Deine Aufgabe
Gib aus dem Urteil unten einen Abschnitt wortgetreu wieder, und zwar ab der Stelle mit den Worten „Zur Frage der“ bis einschließlich „der Beklagten zurückgewiesen.“.

Quelle
========================

Leitsatz (amtlich)
Zur Frage der Wissenszurechnung bei einem Versicherungsmakler nach der Auge-und-Ohr-Rechtsprechung des Bundesgerichtshofs.
Normenkette
VVG § 44
Verfahrensgang
OLG Hamm (Aktenzeichen 20 U 105/98) |
LG Essen (Aktenzeichen 12 O 456/97) |
Tenor
Die Revision gegen das Urteil des 20. Zivilsenats des Oberlandesgerichts Hamm vom 18. November 1998 wird auf Kosten der Beklagten zurückgewiesen.
Von Rechts wegen
Tatbestand
Der Kläger ist Konkursverwalter über das Vermögen der Sch. GmbH, die ihre Geschäftsräume in dem in ihrem Eigentum stehenden Gebäude K. in R. hatte. Die Gemeinschuldnerin betrieb ein Immobilienbüro und Vermögensverwaltung. Der Kläger führte den Geschäftsbetrieb nach Konkurseröffnung nicht weiter, sondern war mit der Abwicklung des Unternehmens befaßt.
Am 19. November 1996 beantragte er für die Sch. GmbH, vertreten durch ihn – ohne Hinweis auf seine Konkursverwalterstellung – für das Risiko Einbruchdiebstahl bei der Beklagten den Abschluß einer Geschäftsversicherung mit einer Gesamtversicherungssumme von 250.000 DM. Der Vertrag wurde durch die Firma B. Assekuranzmakler, die seinerzeit ihre Geschäftsräume im Obergeschoß des Gebäudes der Gemeinschuldnerin hatte, vermittelt. Der Mitinhaber des Maklerunternehmens, der Zeuge W., unterzeichnete den Antrag als Vermittler und leitete ihn an die Beklagte weiter. Auf dem am 16. Dezember 1996 ausgestellten Versicherungsschein ist darauf hingewiesen, daß die Firma B. Assekuranzmakler den Vertrag betreue.

========================

Angezeigte Auflistung
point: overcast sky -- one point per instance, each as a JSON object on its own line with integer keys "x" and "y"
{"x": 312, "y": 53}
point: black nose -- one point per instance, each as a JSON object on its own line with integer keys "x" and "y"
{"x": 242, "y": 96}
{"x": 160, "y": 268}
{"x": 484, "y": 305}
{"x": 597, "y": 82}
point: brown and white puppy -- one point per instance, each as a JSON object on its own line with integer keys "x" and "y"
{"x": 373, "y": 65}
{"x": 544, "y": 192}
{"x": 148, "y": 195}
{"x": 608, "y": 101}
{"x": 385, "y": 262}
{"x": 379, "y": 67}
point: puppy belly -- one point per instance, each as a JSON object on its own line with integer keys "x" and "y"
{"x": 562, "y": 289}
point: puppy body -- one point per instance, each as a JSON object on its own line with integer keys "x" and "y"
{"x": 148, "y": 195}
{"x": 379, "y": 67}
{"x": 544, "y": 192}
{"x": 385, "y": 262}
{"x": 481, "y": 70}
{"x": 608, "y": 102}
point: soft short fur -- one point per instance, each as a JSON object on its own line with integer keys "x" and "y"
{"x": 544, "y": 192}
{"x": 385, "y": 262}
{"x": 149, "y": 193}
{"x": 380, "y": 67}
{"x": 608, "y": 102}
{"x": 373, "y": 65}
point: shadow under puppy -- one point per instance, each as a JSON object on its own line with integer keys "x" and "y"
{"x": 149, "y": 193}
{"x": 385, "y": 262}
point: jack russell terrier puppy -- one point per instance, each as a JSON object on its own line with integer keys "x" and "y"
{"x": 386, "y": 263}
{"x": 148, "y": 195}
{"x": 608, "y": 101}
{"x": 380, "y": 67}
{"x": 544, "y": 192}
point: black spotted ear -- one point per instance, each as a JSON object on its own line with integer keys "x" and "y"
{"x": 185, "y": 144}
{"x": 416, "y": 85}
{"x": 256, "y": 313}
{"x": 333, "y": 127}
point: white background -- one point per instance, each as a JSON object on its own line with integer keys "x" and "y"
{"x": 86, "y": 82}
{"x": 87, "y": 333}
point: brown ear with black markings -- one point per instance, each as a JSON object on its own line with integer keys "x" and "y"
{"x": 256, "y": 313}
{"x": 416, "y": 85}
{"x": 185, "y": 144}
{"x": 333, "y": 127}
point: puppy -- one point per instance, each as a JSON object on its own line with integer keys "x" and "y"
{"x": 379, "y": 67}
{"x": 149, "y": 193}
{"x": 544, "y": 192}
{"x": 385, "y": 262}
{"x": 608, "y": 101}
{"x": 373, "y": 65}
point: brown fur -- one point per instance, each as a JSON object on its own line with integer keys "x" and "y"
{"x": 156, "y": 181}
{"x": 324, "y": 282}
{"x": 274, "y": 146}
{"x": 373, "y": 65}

========================

Vollständige Antwort
Zur Frage der Wissenszurechnung bei einem Versicherungsmakler nach der Auge-und-Ohr-Rechtsprechung des Bundesgerichtshofs.
Normenkette
VVG § 44
Verfahrensgang
OLG Hamm (Aktenzeichen 20 U 105/98) |
LG Essen (Aktenzeichen 12 O 456/97) |
Tenor
Die Revision gegen das Urteil des 20. Zivilsenats des Oberlandesgerichts Hamm vom 18. November 1998 wird auf Kosten der Beklagten zurückgewiesen.